Sometimes it seems that all of the “journeys” people share on social media are only told once noticeable progress has been made. Not often do people share their “before photos” immediately after they are taken. No, instead they wait until 6 months into a diet. Or a year after they were at their lowest point in parenting, since which they’ve learned to love more patiently and offer grace to the little monsters they live with. “Looking back,” people often tell us their starting point was nothing to be ashamed of. The thing is, though, our own starting place seems a lot further from progress when we compare it to someone 2 laps ahead of us.
I’m not saying that progress stories cannot be encouraging. They are something to be proud of. Honestly, your story is something to be celebrated. Please don’t stop- I’ll even bring the balloons.
Hear me when I say, though, maybe we don’t have to wait until the celebration to tell our people we’re in the race.
Many young people often claim to live transparent lives. I believe it’s trendy, actually. Honest, open, “struggle bus,” messy lives. How honest is our so-called transparency, though, when we only share the lows once we’ve come out of them?

○ ○ ○

§ **Work order A**
Answer these questions using the text on sharing progress stories:
(i) How far into a diet do people wait before sharing their "before photos"?
(ii) What does the writer offer to bring to the celebration?
(iii) What kind of lives do many young people often claim to live?
§ **Work order B**
Pick up the text on sharing progress stories after its final sentence and continue writing it.

○ ○ ○

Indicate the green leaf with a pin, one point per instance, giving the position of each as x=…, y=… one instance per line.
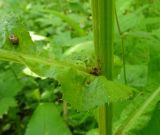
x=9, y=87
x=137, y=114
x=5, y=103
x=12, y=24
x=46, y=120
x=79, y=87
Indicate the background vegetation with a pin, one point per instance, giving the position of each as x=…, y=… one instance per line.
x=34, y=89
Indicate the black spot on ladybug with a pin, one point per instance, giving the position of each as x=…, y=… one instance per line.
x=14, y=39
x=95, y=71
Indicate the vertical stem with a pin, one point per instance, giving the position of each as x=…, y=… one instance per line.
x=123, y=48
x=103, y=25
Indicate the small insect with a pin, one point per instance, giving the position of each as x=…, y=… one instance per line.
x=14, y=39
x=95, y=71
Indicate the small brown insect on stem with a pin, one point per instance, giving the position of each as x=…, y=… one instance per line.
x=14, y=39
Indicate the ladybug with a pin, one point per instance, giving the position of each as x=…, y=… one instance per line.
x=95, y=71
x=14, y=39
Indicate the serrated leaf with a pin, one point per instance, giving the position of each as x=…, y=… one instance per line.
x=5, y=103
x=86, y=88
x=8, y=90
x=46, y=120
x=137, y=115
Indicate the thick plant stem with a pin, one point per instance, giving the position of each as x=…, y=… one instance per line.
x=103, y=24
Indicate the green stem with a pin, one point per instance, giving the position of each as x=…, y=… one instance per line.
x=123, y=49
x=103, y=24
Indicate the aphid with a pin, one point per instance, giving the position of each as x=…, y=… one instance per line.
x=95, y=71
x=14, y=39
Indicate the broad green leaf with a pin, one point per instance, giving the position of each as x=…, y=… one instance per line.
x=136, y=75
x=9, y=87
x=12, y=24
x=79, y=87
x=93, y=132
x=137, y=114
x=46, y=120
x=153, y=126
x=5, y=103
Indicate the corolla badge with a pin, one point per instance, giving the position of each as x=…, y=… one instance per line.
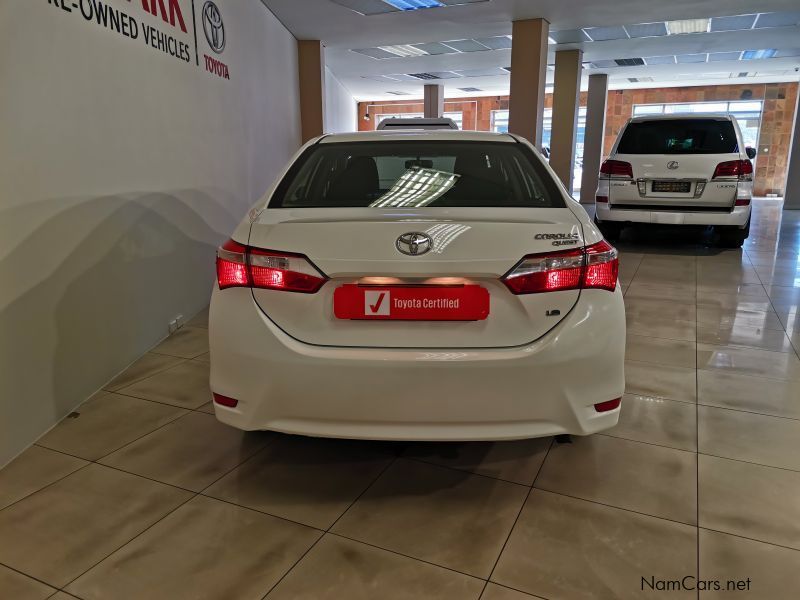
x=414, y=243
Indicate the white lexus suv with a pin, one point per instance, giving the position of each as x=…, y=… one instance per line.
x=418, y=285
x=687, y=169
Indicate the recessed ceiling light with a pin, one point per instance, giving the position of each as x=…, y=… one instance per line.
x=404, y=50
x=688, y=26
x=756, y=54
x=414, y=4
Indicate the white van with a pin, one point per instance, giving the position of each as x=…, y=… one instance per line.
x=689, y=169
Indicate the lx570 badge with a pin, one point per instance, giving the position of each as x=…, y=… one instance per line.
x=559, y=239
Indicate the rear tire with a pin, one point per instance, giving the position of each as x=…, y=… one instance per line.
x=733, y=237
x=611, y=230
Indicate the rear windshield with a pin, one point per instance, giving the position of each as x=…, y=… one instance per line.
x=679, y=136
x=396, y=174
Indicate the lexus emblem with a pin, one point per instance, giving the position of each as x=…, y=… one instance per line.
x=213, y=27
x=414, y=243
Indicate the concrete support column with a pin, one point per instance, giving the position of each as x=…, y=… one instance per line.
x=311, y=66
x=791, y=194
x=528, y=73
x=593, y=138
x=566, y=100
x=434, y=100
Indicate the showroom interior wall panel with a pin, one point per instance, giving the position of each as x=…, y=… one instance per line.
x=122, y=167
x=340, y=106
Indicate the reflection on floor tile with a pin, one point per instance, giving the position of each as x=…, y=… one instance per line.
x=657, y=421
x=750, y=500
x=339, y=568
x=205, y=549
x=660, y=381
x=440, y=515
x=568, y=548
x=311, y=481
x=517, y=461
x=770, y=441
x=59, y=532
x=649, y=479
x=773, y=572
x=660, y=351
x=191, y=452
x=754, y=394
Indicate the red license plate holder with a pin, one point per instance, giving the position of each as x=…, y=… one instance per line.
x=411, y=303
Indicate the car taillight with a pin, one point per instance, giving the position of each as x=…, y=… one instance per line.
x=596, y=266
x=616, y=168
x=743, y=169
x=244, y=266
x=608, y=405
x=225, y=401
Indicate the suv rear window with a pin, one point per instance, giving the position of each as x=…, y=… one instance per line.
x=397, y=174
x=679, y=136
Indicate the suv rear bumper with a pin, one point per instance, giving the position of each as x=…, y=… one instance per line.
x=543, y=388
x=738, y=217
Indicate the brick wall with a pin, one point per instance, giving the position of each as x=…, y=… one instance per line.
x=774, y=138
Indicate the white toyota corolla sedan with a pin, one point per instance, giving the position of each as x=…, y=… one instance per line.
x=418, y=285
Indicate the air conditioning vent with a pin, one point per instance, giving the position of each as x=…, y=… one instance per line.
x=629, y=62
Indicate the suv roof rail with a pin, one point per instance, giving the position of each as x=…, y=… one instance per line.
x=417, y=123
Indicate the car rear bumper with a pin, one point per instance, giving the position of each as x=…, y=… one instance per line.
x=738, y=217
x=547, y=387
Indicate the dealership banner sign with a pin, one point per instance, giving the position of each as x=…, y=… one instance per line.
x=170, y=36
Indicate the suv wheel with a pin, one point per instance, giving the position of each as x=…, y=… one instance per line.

○ ○ ○

§ **Response area A**
(i) 6 months
(ii) The balloons
(iii) Transparent lives

§ **Response area B**
A quick google search will prove this to be true…
“For the person who hates working out” written by a fitness trainer
“To the person struggling with addiction” ..written by an author who no longer is
“To the single woman looking for a man who loves God more than her” ..written by a married woman
All of these articles probably contain beautiful advice. I’m sure they each share some insight into a personal reason the writer can relate to the reader. How much, though, can the reader really relate to the writer?
I’ve noticed that especially in the Christian community, we are willing to open up and share that we are “struggling” a bit, but we shy away from admitting when we are truly broken. You know, the brokenness that sits down the road from those small struggles. Deep in the “I don’t even know where to go from here” thoughts. Actually, for a long time I proudly wore a shirt that said, “your brokenness is welcome here.” It was true. But the back should have said “but mine probably isn’t, so let’s focus on yours.”
Well. Today, I’m flipping the shirt around. Welcoming in my own brokenness. Stepping away from fear and shame. Sharing my story of depression and anxiety instead of hiding from the stigma.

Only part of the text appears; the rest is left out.